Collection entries

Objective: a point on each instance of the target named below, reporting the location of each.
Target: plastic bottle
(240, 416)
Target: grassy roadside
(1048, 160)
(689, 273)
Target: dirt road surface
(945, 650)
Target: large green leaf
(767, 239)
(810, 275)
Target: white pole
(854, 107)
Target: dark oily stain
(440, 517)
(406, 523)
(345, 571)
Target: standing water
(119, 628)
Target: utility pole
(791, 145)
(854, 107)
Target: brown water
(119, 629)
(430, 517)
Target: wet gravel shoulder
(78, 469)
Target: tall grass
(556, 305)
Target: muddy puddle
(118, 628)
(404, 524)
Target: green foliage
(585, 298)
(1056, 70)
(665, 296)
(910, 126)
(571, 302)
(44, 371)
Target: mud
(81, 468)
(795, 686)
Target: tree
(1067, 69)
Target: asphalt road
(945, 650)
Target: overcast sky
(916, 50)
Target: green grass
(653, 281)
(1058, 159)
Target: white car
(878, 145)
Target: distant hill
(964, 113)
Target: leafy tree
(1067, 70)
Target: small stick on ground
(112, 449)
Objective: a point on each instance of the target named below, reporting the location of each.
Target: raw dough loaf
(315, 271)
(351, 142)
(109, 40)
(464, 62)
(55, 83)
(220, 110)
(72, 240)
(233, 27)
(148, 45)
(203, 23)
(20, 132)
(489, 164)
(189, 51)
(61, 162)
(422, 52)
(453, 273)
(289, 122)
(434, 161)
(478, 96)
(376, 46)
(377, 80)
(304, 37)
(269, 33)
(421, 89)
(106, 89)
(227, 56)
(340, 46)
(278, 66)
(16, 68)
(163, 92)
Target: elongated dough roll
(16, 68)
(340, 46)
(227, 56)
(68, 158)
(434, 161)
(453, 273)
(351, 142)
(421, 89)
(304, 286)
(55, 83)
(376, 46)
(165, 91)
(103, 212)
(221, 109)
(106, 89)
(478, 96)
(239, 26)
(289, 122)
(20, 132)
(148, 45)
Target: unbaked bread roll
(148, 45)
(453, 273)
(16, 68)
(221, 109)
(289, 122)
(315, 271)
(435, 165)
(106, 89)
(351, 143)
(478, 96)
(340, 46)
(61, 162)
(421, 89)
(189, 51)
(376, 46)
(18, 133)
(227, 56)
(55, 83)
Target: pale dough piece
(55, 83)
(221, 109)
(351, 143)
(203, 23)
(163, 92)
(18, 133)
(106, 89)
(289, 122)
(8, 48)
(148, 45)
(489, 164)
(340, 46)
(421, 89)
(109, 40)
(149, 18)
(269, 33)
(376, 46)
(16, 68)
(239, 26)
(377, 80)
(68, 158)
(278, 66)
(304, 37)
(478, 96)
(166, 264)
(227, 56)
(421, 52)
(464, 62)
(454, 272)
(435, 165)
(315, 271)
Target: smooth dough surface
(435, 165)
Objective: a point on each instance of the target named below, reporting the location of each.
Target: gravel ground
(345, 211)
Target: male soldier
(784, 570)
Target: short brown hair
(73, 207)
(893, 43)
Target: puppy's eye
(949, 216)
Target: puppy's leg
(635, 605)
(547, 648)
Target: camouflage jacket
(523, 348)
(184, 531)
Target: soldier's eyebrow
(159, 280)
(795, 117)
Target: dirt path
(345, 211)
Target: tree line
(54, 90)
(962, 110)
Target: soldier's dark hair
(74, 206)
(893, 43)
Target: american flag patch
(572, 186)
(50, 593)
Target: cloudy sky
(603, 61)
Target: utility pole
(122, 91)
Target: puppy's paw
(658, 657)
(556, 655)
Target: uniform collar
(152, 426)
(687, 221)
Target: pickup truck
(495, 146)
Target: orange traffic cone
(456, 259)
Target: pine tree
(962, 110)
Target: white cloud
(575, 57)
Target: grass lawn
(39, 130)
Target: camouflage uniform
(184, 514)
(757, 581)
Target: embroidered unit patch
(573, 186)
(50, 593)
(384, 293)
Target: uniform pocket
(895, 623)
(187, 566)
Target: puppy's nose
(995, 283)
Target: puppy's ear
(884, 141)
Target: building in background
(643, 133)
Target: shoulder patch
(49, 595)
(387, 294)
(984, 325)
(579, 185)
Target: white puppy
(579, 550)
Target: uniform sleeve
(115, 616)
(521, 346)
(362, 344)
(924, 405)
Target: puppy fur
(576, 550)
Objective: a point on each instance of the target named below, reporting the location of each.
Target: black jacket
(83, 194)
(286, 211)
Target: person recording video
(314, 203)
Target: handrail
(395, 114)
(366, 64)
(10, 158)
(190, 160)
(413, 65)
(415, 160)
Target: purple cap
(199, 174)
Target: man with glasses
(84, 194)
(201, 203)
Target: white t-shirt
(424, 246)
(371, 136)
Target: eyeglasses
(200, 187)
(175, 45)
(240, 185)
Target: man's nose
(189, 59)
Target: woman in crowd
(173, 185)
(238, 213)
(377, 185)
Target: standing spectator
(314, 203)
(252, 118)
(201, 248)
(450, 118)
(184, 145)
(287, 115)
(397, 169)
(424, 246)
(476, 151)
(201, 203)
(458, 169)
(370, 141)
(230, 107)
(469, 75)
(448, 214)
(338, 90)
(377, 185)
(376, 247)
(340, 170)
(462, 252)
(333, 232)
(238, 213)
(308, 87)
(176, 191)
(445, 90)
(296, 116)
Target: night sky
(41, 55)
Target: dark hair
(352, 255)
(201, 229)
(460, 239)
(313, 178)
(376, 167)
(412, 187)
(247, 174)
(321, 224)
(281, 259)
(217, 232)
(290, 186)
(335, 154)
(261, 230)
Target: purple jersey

- [Exercise instructions]: Give the entries again in full, exactly as they were written above.

- [Task output]:
Objective: a point on each instance of the target named below, reporting the location of each.
Target: plastic bottle
(240, 416)
Target: grassy roadside
(1048, 160)
(689, 273)
Target: dirt road surface
(945, 650)
Target: large green leaf
(767, 239)
(810, 275)
Target: white pole
(854, 107)
Target: dark oily stain
(440, 517)
(406, 523)
(345, 571)
Target: standing water
(119, 628)
Target: utility pole
(791, 145)
(854, 107)
Target: brown water
(119, 629)
(430, 517)
Target: wet gravel shoulder
(78, 469)
Target: tall grass
(556, 305)
Target: muddy puddle
(118, 628)
(404, 524)
Target: green foliage
(585, 298)
(1056, 70)
(665, 296)
(910, 126)
(571, 302)
(44, 371)
Target: mud
(81, 468)
(795, 686)
Target: tree
(1067, 69)
Target: asphalt road
(945, 650)
Target: overcast sky
(916, 50)
Target: green grass
(653, 281)
(1058, 159)
Target: white car
(878, 145)
Target: distant hill
(964, 113)
Target: leafy tree
(1067, 70)
Target: small stick on ground
(112, 449)
Objective: a point on each instance of the target named below, reporting the location of each.
Target: raw dough loaf
(315, 271)
(351, 142)
(109, 40)
(464, 62)
(55, 83)
(220, 110)
(72, 240)
(233, 27)
(148, 45)
(203, 23)
(20, 132)
(489, 164)
(189, 51)
(61, 162)
(422, 52)
(453, 273)
(289, 122)
(434, 161)
(478, 96)
(376, 46)
(377, 80)
(304, 37)
(269, 33)
(421, 89)
(106, 89)
(227, 56)
(340, 46)
(278, 66)
(16, 68)
(163, 92)
Target: elongated dough roll
(16, 68)
(340, 46)
(227, 56)
(68, 158)
(434, 161)
(453, 273)
(351, 142)
(421, 89)
(304, 286)
(55, 83)
(376, 46)
(165, 91)
(103, 212)
(221, 109)
(106, 89)
(478, 96)
(239, 26)
(289, 122)
(20, 132)
(148, 45)
Target: unbaked bread roll
(148, 45)
(453, 273)
(16, 68)
(221, 109)
(289, 122)
(315, 271)
(435, 165)
(106, 89)
(351, 143)
(478, 96)
(340, 46)
(61, 162)
(421, 89)
(189, 51)
(376, 46)
(18, 133)
(227, 56)
(55, 83)
Target: pale dough piece
(55, 83)
(221, 109)
(351, 143)
(203, 23)
(163, 92)
(18, 133)
(106, 89)
(289, 122)
(8, 48)
(148, 45)
(489, 164)
(340, 46)
(421, 89)
(109, 40)
(149, 18)
(269, 33)
(376, 46)
(16, 68)
(239, 26)
(377, 80)
(68, 158)
(278, 66)
(304, 37)
(478, 96)
(166, 264)
(227, 56)
(421, 52)
(464, 62)
(454, 272)
(435, 165)
(315, 271)
Target: smooth dough surface
(435, 165)
Objective: a point on each instance of the target named below, reporting the location of each.
Target: gravel ground
(345, 211)
Target: male soldier
(784, 570)
Target: short brown hair
(73, 207)
(893, 43)
Target: puppy's eye
(949, 216)
Target: puppy's leg
(635, 605)
(547, 648)
Target: camouflage jacket
(523, 348)
(184, 531)
Target: soldier's eyebrow
(159, 280)
(795, 117)
Target: dirt path
(345, 211)
Target: tree line
(54, 90)
(962, 110)
Target: soldier's dark hair
(74, 206)
(893, 43)
Target: american flag patch
(572, 186)
(50, 593)
Target: cloudy sky
(603, 61)
Target: utility pole
(122, 91)
Target: puppy's paw
(658, 657)
(556, 655)
Target: uniform collar
(152, 426)
(687, 221)
Target: pickup truck
(495, 146)
Target: orange traffic cone
(456, 259)
Target: pine tree
(962, 110)
Target: white cloud
(575, 57)
Target: grass lawn
(39, 130)
Target: camouflage uniform
(184, 514)
(757, 581)
Target: embroidered unit patch
(573, 186)
(50, 593)
(384, 293)
Target: uniform pocket
(895, 623)
(187, 566)
Target: puppy's nose
(995, 283)
Target: puppy's ear
(884, 141)
Target: building in background
(643, 133)
Target: shoulder patch
(49, 595)
(387, 294)
(984, 325)
(579, 185)
Target: white puppy
(579, 550)
Target: uniform sleeve
(115, 616)
(521, 346)
(362, 344)
(924, 405)
Target: puppy fur
(576, 550)
Objective: a point on each instance of the target named below, reporting the location of each.
Target: black jacket
(83, 194)
(286, 211)
Target: person recording video
(314, 203)
Target: handrail
(395, 114)
(366, 64)
(10, 158)
(190, 160)
(413, 65)
(415, 160)
Target: purple cap
(199, 174)
Target: man with glasses
(84, 194)
(201, 203)
Target: white t-shirt
(424, 246)
(371, 136)
Target: eyeglasses
(200, 187)
(175, 45)
(240, 185)
Target: man's nose
(189, 59)
Target: woman in crowd
(173, 185)
(238, 213)
(377, 185)
Target: standing spectator
(314, 203)
(252, 118)
(201, 248)
(450, 118)
(184, 145)
(287, 115)
(397, 169)
(424, 246)
(476, 151)
(201, 203)
(458, 169)
(370, 141)
(230, 107)
(469, 75)
(448, 214)
(338, 90)
(377, 185)
(376, 247)
(340, 170)
(462, 252)
(333, 232)
(238, 213)
(308, 87)
(176, 191)
(445, 90)
(296, 116)
Target: night sky
(41, 55)
Target: dark hair
(352, 255)
(201, 229)
(460, 239)
(313, 178)
(376, 167)
(412, 187)
(247, 174)
(321, 224)
(281, 259)
(217, 232)
(290, 186)
(335, 154)
(261, 230)
Target: purple jersey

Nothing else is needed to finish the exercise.